Problem to work on:
Locate every line in the items below that contains the word "positive" and reproduce each such line in full.

Records supplied:
● ● ● ● ●

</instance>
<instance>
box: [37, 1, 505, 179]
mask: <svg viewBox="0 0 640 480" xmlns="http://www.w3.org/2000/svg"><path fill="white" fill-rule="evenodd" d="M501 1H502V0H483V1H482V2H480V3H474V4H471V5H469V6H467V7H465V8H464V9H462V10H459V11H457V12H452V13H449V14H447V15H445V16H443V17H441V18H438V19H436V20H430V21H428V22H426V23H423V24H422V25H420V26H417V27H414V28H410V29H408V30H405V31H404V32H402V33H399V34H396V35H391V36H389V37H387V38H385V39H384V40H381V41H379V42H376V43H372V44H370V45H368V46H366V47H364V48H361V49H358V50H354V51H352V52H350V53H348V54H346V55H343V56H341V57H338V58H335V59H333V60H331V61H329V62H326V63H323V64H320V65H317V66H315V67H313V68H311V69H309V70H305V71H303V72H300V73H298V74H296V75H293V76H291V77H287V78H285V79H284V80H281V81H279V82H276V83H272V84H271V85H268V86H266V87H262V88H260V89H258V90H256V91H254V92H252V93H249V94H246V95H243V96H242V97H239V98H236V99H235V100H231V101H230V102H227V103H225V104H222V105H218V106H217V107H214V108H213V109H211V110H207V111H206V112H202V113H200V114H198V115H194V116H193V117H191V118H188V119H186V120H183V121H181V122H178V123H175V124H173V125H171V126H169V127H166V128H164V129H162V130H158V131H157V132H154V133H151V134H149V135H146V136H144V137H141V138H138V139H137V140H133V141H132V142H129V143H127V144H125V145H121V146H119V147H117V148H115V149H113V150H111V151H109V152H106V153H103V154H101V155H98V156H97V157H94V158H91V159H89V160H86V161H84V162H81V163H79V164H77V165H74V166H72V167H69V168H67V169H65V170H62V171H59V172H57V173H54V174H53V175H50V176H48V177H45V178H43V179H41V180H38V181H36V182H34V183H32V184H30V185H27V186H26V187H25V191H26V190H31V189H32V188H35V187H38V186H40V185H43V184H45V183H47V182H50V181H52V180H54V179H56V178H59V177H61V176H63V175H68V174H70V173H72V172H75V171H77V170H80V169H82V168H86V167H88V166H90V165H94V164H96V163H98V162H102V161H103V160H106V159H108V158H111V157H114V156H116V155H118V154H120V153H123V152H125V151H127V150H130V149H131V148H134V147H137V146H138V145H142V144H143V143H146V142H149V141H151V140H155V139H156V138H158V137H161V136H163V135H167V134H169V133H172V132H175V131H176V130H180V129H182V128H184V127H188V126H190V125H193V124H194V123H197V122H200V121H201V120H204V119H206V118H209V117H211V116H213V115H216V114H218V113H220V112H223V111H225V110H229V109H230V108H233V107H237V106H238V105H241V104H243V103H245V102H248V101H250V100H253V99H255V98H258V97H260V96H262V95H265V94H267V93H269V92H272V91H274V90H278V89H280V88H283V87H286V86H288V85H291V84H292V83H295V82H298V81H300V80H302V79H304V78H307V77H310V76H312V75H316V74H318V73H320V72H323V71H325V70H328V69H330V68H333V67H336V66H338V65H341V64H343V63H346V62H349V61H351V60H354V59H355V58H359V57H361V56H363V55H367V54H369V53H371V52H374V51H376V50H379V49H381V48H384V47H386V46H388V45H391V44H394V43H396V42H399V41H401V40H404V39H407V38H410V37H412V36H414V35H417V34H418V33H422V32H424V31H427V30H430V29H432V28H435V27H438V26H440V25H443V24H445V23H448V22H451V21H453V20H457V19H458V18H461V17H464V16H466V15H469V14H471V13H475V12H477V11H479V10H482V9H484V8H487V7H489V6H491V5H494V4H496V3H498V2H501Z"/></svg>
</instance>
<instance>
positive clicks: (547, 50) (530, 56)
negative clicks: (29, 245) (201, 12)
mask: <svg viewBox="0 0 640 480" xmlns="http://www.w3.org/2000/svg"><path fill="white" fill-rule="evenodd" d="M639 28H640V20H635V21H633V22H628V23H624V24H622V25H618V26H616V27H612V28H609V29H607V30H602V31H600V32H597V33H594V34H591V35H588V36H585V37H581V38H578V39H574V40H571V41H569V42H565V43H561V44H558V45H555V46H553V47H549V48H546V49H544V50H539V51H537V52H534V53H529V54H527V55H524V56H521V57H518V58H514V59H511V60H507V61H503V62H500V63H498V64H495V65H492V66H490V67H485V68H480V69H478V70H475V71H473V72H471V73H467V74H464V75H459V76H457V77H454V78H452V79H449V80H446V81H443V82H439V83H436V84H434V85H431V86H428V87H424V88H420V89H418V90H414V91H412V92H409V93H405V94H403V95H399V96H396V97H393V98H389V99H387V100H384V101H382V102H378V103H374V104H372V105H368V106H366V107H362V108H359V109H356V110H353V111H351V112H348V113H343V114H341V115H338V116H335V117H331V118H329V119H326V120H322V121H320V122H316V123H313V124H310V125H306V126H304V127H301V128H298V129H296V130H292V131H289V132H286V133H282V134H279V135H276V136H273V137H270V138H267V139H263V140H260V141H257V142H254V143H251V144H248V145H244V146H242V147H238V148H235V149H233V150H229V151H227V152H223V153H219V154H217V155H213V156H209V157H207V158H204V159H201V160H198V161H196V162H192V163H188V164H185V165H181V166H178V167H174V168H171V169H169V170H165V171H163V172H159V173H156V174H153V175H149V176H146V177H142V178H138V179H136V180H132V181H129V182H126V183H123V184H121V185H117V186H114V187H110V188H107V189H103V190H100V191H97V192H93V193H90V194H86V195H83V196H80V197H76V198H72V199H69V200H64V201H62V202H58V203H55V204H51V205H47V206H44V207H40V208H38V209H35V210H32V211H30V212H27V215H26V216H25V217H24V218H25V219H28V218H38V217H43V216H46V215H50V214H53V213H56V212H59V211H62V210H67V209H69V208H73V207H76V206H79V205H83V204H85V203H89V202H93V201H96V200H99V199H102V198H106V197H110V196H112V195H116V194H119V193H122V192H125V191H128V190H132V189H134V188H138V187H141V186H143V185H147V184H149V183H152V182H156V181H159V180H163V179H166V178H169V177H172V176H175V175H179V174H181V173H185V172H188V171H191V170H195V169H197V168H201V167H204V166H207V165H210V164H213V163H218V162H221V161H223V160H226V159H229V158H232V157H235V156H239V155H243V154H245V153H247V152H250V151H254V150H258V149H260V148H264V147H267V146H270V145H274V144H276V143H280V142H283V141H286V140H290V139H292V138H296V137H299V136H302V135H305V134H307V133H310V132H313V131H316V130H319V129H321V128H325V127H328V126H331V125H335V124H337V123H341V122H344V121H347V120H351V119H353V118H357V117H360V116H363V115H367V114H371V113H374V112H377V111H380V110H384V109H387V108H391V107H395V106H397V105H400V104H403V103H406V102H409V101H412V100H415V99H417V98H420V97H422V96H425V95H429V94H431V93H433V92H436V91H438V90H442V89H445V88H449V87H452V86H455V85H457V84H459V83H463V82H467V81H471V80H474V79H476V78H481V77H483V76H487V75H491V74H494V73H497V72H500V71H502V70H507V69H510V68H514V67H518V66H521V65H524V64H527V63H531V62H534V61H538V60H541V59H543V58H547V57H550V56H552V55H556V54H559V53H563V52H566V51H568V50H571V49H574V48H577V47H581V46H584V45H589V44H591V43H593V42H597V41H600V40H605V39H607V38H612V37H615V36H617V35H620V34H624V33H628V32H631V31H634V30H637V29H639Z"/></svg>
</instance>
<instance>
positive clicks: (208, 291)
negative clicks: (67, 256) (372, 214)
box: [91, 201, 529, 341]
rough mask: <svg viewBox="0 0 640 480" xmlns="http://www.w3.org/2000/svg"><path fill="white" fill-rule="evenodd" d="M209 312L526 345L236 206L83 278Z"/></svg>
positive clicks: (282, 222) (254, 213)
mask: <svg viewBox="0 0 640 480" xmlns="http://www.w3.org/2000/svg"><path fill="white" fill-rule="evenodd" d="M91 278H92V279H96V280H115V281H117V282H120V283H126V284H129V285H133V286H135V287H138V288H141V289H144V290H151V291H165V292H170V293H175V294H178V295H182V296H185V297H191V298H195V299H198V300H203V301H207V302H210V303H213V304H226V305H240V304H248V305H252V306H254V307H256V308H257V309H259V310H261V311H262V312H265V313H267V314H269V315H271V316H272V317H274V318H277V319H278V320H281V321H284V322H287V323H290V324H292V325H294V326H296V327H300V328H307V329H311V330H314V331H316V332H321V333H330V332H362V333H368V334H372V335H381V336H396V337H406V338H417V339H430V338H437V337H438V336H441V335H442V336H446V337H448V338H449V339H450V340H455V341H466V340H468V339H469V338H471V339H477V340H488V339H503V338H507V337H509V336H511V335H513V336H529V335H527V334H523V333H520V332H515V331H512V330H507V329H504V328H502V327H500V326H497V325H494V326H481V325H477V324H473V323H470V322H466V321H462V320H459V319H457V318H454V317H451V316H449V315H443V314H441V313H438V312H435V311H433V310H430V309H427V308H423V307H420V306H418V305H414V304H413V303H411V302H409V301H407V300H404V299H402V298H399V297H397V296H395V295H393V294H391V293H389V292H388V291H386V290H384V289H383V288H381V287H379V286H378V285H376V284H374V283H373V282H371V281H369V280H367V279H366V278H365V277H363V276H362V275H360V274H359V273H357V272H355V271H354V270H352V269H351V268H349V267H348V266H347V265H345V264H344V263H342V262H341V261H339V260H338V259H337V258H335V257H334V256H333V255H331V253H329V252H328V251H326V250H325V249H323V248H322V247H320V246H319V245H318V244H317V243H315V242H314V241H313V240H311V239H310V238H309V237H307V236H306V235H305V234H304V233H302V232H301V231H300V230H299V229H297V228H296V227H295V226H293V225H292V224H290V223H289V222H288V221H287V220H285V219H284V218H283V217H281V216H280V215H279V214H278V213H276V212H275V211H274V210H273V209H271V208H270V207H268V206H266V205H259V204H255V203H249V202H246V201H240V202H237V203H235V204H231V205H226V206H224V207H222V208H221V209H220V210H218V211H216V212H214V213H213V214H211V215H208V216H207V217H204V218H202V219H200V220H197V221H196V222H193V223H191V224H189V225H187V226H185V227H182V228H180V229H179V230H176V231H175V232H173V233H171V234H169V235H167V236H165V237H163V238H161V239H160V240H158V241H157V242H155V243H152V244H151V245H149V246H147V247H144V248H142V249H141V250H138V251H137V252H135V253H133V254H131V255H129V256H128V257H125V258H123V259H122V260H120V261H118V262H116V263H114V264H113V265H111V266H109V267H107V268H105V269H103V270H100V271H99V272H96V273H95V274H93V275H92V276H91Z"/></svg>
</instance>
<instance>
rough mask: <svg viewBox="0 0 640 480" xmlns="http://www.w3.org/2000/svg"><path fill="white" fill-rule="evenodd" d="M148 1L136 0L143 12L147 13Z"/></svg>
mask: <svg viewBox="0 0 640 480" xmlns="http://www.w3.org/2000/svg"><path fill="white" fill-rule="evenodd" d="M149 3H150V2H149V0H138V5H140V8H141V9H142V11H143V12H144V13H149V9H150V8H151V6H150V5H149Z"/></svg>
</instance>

● ● ● ● ●

Expected output:
positive clicks: (547, 50) (530, 56)
positive clicks: (208, 291)
positive clicks: (282, 222) (254, 213)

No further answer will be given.